— Begin EXTRACT —

Suppose that $\phi$ was the characteristic function of a 2d random vector $X=(X_1,X_2)$. Then, $X_1$ and $X_2$ have the characteristic functions $\phi(t,0)=\exp(-t^2+it/3)$ and $\phi(0,t)=\exp(-t^2)$ respectively. This means that $X_1$ and $X_2$ are each normally distributed (but not joint normal). Then, $$ \begin{align} \exp(t\Vert X\Vert)&\le\exp(t\vert X_1\vert)\exp(t\vert X_2\vert)\\ &\le\max\left(e^{t\vert X_1\vert},e^{t\vert X_2\vert}\right)^2\\ &\le e^{2t\vert X_1\vert}+e^{2t\vert X_2\vert} \end{align} $$ has finite mean for all positive $t$. This means that $\phi(t_1,t_2)=\mathbb{E}[\exp(it_1X_1+it_2X_2)]$ extends to an analytic function of $t_1,t_2$ everywhere on $\mathbb{C}^2$. By uniqueness of analytic continuation, this must agree with your expression on $\mathbb{C}^2$. However, your expression does not converge as $t_2\to it_1$.

— End EXTRACT —
— Begin DATASET ENTRIES —

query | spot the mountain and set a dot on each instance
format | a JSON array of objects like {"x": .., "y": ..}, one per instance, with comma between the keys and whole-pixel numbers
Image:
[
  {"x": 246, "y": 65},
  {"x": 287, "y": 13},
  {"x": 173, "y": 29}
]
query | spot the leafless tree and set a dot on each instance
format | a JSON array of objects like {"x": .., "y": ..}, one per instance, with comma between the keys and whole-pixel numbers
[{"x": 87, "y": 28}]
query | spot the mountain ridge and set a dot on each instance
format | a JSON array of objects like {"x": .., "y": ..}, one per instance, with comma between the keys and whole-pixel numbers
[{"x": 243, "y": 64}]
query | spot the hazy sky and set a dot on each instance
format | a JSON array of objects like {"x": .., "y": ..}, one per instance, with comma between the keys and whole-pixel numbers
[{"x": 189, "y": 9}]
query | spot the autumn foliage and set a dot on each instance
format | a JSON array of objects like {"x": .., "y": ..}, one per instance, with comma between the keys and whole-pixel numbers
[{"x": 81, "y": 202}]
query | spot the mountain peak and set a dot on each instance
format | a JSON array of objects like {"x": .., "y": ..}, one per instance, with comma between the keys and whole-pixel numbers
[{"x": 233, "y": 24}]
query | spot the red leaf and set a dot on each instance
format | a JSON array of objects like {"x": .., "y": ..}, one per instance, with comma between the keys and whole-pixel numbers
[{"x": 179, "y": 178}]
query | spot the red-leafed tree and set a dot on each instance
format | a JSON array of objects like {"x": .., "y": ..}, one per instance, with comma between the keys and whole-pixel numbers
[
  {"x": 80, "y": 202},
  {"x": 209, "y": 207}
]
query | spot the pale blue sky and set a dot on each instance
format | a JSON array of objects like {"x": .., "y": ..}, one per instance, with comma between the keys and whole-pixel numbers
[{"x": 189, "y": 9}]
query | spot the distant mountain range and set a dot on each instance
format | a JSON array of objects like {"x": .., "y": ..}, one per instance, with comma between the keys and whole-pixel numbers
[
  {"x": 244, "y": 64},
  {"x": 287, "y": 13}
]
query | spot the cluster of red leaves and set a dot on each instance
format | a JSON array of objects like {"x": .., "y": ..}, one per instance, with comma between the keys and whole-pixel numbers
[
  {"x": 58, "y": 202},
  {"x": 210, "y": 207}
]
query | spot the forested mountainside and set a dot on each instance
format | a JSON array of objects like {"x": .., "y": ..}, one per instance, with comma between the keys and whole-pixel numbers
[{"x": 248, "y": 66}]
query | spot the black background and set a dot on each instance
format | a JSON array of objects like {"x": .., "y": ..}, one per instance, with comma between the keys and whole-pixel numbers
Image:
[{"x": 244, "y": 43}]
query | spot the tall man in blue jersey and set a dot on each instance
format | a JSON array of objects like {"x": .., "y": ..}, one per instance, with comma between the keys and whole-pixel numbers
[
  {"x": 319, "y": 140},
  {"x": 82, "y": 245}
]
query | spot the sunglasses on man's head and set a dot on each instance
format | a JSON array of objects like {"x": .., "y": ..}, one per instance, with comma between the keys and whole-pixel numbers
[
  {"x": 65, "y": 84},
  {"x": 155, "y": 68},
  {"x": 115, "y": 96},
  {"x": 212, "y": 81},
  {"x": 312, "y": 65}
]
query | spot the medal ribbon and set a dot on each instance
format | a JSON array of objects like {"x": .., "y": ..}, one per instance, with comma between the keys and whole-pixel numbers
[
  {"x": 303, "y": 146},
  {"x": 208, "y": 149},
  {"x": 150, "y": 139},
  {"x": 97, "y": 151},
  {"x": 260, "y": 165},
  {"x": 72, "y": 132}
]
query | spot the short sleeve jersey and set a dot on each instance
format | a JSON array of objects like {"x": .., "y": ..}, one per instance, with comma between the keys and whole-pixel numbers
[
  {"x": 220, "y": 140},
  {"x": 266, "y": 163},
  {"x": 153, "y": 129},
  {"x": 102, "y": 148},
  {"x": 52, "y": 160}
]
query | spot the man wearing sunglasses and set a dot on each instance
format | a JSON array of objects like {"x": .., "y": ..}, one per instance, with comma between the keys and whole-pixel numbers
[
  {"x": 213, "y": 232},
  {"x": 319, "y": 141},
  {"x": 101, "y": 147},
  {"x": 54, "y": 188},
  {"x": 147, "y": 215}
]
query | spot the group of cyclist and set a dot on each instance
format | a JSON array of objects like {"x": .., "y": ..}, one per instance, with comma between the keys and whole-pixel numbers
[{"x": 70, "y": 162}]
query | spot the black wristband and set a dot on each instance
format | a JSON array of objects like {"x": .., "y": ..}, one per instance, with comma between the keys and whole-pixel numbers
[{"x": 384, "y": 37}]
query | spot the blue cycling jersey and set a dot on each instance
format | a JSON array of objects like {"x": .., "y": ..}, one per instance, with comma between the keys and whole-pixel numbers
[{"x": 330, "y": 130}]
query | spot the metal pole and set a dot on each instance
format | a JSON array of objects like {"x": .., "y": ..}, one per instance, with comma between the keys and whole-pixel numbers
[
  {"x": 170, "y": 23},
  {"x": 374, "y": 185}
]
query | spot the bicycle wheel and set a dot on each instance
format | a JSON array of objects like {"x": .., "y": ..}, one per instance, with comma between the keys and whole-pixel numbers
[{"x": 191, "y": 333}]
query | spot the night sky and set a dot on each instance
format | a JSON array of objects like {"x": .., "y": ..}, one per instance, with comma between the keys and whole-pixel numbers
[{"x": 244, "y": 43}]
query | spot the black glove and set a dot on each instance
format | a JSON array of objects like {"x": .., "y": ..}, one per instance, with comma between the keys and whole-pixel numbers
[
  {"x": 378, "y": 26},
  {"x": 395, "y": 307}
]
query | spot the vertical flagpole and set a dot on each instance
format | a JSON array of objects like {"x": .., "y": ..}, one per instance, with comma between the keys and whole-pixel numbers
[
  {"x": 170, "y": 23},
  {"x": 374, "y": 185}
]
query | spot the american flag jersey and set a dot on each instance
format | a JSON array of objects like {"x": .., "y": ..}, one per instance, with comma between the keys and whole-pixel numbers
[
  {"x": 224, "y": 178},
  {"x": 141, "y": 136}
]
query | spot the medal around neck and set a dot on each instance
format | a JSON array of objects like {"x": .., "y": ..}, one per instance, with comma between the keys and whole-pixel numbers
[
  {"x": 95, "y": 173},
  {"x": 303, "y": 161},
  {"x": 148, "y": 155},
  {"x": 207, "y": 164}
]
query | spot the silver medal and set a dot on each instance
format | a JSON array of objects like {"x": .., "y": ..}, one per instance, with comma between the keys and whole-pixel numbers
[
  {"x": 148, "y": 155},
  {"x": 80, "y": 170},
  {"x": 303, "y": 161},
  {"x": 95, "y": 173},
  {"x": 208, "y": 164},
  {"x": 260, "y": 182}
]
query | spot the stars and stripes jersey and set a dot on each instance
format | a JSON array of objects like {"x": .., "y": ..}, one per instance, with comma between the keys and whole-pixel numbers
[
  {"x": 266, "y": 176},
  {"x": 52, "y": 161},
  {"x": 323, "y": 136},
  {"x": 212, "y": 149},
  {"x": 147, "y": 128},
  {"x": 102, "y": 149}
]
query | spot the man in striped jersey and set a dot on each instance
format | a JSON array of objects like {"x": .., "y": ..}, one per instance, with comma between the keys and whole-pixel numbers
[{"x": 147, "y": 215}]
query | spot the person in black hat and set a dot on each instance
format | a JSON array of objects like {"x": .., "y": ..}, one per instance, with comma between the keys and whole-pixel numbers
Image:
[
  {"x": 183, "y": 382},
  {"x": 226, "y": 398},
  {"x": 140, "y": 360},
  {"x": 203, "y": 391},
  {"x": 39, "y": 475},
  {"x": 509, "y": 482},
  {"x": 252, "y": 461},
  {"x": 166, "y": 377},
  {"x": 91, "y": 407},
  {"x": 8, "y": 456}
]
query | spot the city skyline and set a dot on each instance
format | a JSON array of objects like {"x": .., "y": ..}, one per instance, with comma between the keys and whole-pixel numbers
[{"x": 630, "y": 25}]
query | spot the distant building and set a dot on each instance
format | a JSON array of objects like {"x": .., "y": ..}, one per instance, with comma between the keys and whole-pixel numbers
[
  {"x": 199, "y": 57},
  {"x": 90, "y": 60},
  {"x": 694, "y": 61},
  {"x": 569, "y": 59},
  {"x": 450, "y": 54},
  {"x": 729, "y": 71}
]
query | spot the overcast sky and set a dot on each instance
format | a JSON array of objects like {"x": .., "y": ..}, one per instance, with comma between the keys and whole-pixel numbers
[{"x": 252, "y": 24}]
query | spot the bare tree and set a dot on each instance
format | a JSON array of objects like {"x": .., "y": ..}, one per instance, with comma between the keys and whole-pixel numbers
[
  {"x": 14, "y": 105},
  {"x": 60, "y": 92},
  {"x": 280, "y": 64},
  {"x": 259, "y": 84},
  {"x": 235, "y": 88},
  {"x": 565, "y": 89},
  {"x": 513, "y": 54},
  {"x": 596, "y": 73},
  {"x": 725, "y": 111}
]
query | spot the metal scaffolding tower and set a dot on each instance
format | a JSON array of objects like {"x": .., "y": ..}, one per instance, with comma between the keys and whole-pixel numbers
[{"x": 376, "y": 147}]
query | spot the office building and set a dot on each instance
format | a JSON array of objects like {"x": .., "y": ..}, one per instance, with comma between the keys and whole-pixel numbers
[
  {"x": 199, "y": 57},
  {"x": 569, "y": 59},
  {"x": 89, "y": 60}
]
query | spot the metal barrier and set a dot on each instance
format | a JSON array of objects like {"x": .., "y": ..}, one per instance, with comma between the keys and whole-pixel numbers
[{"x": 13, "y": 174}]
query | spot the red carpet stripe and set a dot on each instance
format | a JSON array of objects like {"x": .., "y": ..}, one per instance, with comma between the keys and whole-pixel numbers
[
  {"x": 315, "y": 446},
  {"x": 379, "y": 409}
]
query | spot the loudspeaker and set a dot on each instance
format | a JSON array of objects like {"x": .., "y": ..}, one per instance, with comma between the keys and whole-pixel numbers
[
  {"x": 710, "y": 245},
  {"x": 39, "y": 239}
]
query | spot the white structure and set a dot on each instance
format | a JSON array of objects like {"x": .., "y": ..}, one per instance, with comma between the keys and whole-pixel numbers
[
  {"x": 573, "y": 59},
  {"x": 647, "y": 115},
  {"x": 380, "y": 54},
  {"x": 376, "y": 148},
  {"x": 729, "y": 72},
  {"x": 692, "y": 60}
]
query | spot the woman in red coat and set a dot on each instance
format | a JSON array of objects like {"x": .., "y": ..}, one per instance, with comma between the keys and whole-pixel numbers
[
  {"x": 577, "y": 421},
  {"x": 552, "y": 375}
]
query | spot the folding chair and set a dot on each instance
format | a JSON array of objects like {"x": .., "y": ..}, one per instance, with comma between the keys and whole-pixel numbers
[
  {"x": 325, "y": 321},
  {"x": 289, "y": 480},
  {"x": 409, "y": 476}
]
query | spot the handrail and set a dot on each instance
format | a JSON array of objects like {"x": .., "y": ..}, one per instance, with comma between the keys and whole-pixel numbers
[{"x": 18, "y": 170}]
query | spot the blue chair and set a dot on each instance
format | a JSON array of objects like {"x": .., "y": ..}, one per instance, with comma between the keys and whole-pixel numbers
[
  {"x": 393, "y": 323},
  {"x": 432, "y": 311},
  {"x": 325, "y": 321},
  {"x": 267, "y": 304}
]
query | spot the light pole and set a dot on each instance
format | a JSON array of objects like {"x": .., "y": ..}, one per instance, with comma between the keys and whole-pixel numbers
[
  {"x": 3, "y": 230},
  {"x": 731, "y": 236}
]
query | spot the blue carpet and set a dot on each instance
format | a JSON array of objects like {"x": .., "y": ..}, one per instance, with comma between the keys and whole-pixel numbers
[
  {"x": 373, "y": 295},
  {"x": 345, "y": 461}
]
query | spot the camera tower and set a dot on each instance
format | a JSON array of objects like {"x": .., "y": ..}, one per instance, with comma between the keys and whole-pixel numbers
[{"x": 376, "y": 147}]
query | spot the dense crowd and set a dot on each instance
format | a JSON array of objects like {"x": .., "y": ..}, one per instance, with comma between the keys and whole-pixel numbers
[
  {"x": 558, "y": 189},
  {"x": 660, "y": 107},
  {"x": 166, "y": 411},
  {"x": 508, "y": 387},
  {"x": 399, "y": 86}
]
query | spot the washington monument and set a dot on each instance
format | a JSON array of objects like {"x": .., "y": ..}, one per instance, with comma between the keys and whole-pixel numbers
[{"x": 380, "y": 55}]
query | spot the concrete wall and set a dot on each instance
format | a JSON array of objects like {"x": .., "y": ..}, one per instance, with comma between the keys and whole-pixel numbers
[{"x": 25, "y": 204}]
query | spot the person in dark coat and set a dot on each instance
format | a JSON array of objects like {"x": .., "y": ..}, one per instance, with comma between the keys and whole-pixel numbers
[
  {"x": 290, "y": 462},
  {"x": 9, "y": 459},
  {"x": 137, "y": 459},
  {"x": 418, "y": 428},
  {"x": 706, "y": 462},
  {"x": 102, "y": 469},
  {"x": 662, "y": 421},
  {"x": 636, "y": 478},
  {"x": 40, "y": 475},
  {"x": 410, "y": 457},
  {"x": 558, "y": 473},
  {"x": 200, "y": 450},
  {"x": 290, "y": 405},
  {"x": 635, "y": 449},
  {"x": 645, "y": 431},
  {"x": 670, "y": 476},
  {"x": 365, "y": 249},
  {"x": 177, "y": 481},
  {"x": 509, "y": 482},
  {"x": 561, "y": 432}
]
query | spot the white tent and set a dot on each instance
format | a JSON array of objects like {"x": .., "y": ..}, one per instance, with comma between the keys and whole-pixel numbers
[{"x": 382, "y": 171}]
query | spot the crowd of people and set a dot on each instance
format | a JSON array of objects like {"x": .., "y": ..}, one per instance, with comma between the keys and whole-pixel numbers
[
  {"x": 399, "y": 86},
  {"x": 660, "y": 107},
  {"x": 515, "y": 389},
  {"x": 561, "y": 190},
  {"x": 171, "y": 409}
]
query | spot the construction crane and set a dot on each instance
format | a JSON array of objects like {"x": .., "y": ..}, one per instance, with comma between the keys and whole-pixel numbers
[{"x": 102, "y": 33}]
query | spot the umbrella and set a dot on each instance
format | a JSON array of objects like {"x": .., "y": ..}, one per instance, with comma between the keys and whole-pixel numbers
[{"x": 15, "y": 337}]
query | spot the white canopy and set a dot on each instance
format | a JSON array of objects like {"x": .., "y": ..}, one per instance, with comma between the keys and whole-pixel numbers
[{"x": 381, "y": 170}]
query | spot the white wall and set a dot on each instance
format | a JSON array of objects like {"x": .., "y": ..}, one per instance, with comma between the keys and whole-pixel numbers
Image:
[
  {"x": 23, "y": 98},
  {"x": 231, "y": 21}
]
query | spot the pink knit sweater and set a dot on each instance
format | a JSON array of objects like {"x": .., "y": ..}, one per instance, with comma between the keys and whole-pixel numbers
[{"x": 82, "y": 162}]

— End DATASET ENTRIES —

:: CHALLENGE ::
According to the excerpt on the characteristic function, how are $X_1$ and $X_2$ distributed? None of the entries are needed.

:: SOLUTION TO THIS EXERCISE ::
Each is normally distributed, but they are not jointly normal.